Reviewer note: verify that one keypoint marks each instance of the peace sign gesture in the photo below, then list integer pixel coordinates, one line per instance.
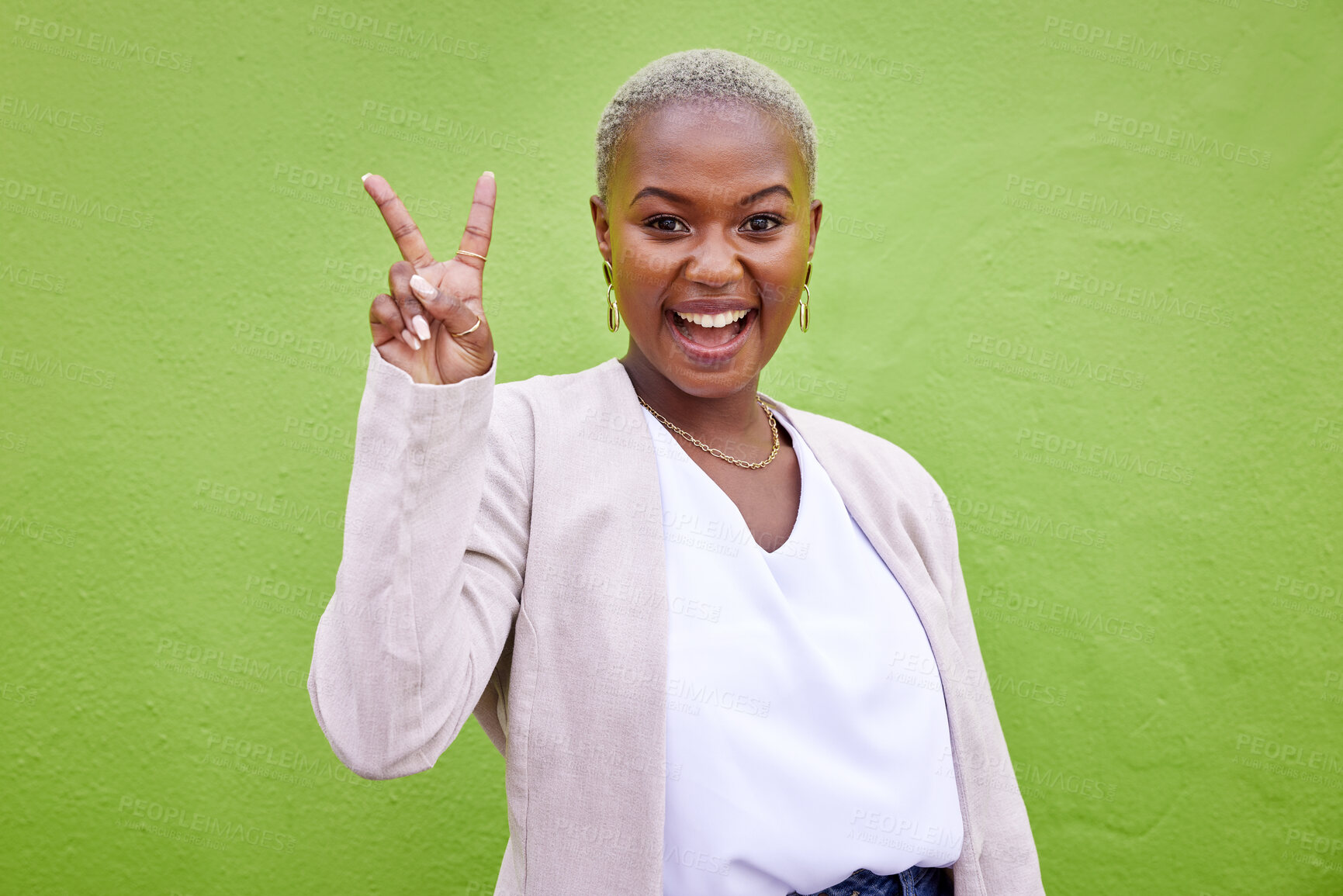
::::
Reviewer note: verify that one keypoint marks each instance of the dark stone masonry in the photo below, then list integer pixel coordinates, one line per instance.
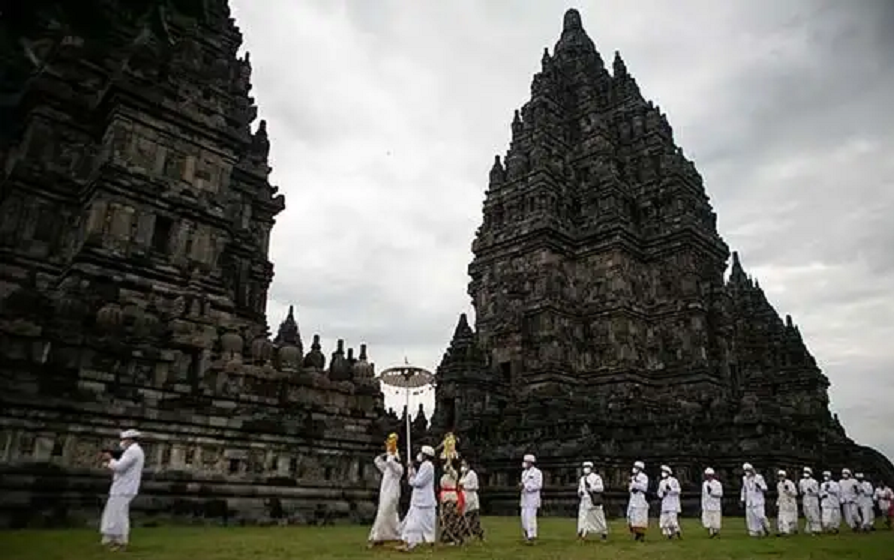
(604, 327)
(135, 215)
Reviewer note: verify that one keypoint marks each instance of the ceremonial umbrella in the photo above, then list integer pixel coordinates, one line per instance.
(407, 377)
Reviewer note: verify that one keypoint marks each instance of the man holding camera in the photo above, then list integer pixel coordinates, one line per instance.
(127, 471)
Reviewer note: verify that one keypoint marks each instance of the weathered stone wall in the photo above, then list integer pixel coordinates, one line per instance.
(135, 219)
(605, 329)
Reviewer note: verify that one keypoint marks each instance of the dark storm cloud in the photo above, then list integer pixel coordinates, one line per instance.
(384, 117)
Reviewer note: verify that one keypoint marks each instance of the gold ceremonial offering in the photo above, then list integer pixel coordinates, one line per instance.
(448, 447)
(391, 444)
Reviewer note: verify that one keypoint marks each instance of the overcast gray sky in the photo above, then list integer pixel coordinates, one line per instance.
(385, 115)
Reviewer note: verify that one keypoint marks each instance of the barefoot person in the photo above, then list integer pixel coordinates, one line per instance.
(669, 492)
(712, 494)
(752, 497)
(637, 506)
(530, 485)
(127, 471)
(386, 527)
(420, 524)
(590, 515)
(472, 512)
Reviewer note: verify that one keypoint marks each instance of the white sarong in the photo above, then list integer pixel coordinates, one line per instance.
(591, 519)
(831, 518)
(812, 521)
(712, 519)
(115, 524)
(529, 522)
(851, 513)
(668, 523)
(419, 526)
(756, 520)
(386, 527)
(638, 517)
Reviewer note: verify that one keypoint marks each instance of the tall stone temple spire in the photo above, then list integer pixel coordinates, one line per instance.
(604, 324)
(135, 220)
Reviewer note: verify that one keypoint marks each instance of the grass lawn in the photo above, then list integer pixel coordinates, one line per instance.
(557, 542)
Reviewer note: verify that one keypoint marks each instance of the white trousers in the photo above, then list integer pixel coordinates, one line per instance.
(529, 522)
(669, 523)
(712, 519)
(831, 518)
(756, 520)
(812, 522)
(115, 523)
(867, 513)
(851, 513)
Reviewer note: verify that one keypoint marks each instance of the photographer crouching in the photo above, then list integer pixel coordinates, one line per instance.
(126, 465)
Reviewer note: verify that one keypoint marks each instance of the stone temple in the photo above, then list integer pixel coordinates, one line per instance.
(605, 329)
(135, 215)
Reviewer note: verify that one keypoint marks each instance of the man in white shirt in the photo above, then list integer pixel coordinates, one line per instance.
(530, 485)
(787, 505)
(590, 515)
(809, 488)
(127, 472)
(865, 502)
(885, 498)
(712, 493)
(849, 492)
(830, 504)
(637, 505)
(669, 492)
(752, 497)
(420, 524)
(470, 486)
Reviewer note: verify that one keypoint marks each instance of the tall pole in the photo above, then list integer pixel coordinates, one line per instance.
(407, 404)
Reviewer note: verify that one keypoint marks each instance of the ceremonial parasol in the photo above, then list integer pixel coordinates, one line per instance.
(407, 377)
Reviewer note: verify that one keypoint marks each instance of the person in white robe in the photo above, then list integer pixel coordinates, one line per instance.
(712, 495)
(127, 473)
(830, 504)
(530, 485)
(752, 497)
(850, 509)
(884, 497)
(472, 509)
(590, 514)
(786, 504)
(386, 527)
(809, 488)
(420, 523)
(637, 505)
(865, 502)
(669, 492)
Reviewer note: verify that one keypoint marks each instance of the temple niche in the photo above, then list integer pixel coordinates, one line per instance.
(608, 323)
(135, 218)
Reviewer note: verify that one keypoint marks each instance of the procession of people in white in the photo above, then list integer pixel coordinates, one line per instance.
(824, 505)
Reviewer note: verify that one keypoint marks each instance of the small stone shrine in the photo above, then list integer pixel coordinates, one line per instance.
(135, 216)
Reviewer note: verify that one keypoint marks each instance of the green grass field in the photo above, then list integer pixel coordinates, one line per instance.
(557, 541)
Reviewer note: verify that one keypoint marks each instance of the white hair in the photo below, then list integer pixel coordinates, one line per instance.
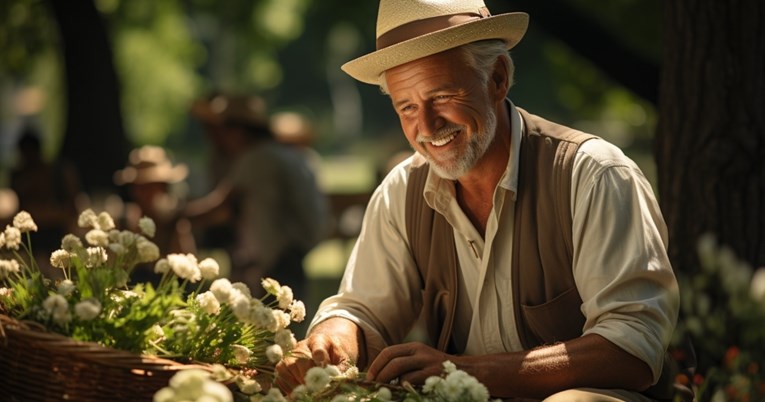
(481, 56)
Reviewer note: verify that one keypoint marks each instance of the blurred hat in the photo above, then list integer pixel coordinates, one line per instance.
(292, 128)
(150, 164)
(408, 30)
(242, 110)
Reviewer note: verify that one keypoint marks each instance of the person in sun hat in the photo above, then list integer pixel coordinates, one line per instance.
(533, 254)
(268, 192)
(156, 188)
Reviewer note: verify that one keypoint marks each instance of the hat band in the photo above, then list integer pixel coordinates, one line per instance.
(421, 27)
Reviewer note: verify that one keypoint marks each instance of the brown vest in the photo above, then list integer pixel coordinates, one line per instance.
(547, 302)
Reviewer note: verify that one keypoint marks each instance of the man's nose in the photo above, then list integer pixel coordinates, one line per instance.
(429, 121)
::::
EXERCISE PROMPT: Please collect every line in the rows above that contains the word "white", treating case as significant.

SOLUTION:
Reviewer note: verify that one keypoint marks each instance of the white sarong in the photo above, then list integer pixel coordinates, one line per instance.
Reviewer note: verify that one keypoint marks each instance of the white trousers in the photo above, then list integer pixel coordinates, one line per instance.
Reviewer note: verify that one keypoint marks each instance of the man in white shirt in the photo above, then list integer pixel coordinates, one line per instance.
Reviewer note: verify that one keypoint marks each instance of the person in white robe in the photo above, then list integer pixel coordinates, one line per instance.
Reviewer note: verify that one keypoint marks each instance of the procession of people in white in the photo above, then list integer pixel coordinates, one line per instance.
Reviewer note: verify that one keypoint marks each instance of the white hair in the photo below, then list integer pixel coordinates, one line per instance.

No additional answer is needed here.